Task objective: Convert the lines from the start of the records through the line containing "[799,0,1145,154]", inclusive, into a JSON list of strings, one string per line, with blank lines omitted.

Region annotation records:
· · · ·

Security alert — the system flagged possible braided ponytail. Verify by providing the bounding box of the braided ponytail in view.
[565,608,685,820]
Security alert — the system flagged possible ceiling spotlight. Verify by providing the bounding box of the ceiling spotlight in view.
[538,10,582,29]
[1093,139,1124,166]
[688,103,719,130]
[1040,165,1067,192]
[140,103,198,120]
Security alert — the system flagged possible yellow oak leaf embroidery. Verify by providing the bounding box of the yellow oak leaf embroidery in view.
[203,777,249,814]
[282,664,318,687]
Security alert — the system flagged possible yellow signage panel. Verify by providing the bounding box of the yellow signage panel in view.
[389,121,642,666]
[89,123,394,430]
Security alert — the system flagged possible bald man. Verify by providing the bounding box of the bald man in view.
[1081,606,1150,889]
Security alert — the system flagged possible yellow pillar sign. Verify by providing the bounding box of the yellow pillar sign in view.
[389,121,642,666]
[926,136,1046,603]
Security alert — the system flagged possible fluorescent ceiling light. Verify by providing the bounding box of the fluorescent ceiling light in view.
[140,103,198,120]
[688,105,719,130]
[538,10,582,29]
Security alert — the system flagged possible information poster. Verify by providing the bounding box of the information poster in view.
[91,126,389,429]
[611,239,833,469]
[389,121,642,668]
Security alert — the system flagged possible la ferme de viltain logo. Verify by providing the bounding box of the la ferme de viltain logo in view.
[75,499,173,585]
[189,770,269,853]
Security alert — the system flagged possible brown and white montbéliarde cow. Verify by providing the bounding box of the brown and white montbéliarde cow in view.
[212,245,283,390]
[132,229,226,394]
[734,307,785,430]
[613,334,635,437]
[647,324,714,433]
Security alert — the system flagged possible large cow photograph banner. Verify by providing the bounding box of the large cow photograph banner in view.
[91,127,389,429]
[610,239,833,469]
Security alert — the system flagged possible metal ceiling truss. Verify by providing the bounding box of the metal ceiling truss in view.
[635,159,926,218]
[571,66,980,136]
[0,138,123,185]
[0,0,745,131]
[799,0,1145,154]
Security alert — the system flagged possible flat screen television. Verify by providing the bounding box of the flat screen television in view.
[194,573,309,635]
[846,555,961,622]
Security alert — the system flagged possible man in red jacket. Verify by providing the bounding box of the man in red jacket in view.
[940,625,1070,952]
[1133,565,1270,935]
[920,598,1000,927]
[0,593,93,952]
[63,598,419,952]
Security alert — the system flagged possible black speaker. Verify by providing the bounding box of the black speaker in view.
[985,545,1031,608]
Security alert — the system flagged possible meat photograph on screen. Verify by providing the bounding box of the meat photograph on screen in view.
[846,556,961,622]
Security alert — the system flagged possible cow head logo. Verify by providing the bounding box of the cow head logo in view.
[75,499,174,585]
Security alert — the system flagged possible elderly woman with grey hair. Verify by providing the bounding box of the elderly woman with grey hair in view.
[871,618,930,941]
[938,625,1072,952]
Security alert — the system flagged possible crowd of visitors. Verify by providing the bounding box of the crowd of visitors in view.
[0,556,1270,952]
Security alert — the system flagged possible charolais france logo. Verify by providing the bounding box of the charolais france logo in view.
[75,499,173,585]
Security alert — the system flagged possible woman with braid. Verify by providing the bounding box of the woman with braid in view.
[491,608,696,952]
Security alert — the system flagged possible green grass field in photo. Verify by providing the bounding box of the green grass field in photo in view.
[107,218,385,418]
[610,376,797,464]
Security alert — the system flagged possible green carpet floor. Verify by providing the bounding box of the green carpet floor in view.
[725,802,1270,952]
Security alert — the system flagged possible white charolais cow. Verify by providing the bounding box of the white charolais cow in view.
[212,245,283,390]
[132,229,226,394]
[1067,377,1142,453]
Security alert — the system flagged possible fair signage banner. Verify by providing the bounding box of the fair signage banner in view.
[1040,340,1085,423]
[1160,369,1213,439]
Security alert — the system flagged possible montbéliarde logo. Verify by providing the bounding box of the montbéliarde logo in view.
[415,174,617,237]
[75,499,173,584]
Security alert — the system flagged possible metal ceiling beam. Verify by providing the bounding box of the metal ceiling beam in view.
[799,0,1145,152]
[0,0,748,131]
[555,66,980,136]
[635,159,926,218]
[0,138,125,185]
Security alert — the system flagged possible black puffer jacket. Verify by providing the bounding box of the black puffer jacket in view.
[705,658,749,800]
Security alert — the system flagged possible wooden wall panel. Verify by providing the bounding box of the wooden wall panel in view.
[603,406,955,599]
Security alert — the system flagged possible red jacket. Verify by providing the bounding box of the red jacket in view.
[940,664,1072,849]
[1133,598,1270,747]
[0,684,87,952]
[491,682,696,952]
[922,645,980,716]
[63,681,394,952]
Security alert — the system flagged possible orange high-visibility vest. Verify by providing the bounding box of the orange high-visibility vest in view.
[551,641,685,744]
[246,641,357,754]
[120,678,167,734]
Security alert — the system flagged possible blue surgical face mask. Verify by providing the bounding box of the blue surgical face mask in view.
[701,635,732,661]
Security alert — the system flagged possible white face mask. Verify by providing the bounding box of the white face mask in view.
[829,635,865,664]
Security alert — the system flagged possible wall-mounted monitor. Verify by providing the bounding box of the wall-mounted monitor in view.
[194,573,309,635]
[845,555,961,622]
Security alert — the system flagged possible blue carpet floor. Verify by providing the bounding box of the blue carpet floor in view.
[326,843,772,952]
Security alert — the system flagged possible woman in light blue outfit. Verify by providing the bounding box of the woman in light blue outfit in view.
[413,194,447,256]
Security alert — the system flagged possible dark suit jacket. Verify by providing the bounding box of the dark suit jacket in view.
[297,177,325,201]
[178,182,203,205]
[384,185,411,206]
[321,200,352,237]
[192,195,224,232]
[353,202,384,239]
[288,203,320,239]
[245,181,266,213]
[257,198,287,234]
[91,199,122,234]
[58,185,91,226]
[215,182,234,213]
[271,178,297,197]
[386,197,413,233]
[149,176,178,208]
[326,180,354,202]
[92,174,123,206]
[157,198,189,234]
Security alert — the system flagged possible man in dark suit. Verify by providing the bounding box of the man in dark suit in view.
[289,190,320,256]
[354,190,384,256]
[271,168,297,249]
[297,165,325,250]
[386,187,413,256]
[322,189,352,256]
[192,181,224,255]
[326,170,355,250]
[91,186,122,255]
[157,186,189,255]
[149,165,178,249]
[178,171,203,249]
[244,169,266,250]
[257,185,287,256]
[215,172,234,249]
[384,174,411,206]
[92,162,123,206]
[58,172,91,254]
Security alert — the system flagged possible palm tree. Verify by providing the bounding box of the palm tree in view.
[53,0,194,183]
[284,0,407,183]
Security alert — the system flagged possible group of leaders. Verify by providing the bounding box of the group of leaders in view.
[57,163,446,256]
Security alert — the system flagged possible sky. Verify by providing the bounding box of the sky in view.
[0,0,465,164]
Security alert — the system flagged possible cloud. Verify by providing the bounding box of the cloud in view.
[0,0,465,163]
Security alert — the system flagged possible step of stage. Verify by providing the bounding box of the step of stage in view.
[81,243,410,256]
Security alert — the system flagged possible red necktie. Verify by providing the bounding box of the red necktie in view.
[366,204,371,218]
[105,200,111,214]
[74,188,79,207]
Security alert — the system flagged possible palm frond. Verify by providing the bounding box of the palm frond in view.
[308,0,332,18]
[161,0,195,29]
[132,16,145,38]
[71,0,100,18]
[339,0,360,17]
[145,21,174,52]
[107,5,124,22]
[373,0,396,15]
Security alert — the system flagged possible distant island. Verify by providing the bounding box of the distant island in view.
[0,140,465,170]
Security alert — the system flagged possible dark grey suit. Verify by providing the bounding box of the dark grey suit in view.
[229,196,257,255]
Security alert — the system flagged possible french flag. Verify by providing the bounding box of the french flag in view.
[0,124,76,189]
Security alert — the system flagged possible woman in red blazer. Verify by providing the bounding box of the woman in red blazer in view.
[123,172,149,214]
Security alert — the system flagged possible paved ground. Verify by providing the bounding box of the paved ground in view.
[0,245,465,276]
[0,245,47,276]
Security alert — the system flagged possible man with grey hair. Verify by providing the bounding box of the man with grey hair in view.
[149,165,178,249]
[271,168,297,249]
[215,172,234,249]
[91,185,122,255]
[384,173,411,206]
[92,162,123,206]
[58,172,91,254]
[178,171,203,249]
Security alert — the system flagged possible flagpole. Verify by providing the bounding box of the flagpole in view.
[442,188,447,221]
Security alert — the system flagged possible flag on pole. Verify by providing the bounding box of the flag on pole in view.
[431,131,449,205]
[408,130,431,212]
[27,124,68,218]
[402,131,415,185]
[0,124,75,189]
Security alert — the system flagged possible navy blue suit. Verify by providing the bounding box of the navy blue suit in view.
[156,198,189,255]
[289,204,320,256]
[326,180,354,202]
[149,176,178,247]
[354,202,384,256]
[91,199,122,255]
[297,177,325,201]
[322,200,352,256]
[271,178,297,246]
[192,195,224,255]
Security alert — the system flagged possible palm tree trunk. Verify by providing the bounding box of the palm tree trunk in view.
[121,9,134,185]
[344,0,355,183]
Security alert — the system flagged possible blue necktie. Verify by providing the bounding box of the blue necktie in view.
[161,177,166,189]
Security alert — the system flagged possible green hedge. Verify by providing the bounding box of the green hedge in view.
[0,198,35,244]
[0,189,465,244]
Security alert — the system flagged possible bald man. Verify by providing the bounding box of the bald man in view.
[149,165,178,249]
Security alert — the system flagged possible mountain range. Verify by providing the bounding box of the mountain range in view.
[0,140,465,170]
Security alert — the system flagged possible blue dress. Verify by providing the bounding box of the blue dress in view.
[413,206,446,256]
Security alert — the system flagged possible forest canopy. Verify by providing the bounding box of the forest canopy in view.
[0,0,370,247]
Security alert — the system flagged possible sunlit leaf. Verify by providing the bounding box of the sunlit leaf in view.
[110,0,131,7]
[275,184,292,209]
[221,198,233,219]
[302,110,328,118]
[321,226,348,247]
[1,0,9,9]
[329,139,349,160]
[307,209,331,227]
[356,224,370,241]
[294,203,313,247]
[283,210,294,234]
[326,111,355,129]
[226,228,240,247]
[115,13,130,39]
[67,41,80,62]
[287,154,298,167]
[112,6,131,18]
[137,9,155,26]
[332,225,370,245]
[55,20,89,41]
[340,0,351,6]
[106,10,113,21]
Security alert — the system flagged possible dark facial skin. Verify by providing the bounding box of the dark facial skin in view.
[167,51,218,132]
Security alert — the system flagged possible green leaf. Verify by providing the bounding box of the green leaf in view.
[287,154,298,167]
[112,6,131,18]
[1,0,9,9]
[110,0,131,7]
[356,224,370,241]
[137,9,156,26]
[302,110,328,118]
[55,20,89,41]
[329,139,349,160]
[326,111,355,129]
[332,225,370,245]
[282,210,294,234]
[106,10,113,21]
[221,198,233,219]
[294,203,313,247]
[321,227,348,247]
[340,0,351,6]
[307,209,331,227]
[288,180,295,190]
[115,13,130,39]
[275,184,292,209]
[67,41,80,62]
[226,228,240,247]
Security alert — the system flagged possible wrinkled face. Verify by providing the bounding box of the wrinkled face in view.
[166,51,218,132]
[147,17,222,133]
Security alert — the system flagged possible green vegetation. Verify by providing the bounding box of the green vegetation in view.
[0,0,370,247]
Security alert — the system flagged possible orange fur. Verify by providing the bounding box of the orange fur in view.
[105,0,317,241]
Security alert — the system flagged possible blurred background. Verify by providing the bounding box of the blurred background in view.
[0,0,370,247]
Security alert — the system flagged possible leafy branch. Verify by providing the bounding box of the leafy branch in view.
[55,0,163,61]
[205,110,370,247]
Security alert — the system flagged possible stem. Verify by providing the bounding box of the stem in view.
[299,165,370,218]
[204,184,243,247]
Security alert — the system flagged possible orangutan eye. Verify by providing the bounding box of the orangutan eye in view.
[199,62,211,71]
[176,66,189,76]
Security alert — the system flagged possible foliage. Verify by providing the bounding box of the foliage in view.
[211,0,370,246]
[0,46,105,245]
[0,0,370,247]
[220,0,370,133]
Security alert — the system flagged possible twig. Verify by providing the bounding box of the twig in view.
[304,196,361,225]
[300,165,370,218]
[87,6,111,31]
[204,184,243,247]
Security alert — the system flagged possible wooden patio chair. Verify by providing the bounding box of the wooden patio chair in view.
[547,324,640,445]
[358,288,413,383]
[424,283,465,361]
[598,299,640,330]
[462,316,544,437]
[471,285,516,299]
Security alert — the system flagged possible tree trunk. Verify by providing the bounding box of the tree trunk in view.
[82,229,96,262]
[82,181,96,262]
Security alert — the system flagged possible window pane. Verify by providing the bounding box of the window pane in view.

· · · ·

Result of this exercise:
[
  "Security alert — the system flagged possible braided ponytail. Verify by providing the bounding box of the braided ponytail in view.",
  "[565,608,685,820]",
  "Security alert — the system flagged possible ceiling spotlight. Verify by providing the bounding box of the ceiling spotlight in view.",
  "[538,10,582,29]",
  "[1093,139,1124,166]",
  "[688,103,719,130]",
  "[1040,165,1067,192]",
  "[140,103,198,120]",
  "Security alert — the system flagged possible yellow oak leaf embroidery. Verify by providing the bounding box of the yellow oak leaf embroidery in view.",
  "[203,777,249,814]",
  "[282,664,318,687]",
  "Security alert — the system flagged possible yellow signage panel. Verify by providing the bounding box of the yellow signage panel in view.",
  "[389,121,642,666]",
  "[89,123,394,430]",
  "Security alert — the system flagged possible bald man. Verify by providing the bounding box of the bald man in view.",
  "[1081,606,1150,889]",
  "Security alert — the system flagged possible yellow pillar sign. Verify by providing the bounding box of the yellow pillar sign in view.",
  "[389,121,642,666]",
  "[926,136,1046,603]",
  "Security alert — the system flagged possible fluorescent ceiling light. Verify by providing the bounding box of the fluorescent ceiling light in view.",
  "[140,103,198,120]",
  "[688,105,719,130]",
  "[538,10,582,29]",
  "Security alert — the system flagged possible information poster. Verify by providing the bounding box of the information poster in view.",
  "[91,126,389,429]",
  "[611,239,833,469]",
  "[389,121,642,668]",
  "Security alert — the system flagged possible la ferme de viltain logo. Verify by providing the bounding box of the la ferme de viltain logo in view.",
  "[75,499,173,585]",
  "[189,770,269,853]",
  "Security alert — the system flagged possible brown and white montbéliarde cow. Verify by providing the bounding box of the brown and white montbéliarde cow in view.",
  "[212,245,283,390]",
  "[132,229,226,394]",
  "[734,307,785,430]",
  "[613,334,635,437]",
  "[647,324,714,433]",
  "Security alert — the system flagged possible large cow photograph banner. Verify by providing the bounding box of the large cow photograph banner in view.",
  "[91,127,389,429]",
  "[610,239,833,469]",
  "Security alert — the system flagged possible metal ceiling truss. Verify by providing the bounding box of the metal ceiling truss in view.",
  "[635,159,926,218]",
  "[571,66,980,136]",
  "[0,138,123,185]",
  "[0,0,745,131]",
  "[799,0,1145,154]"
]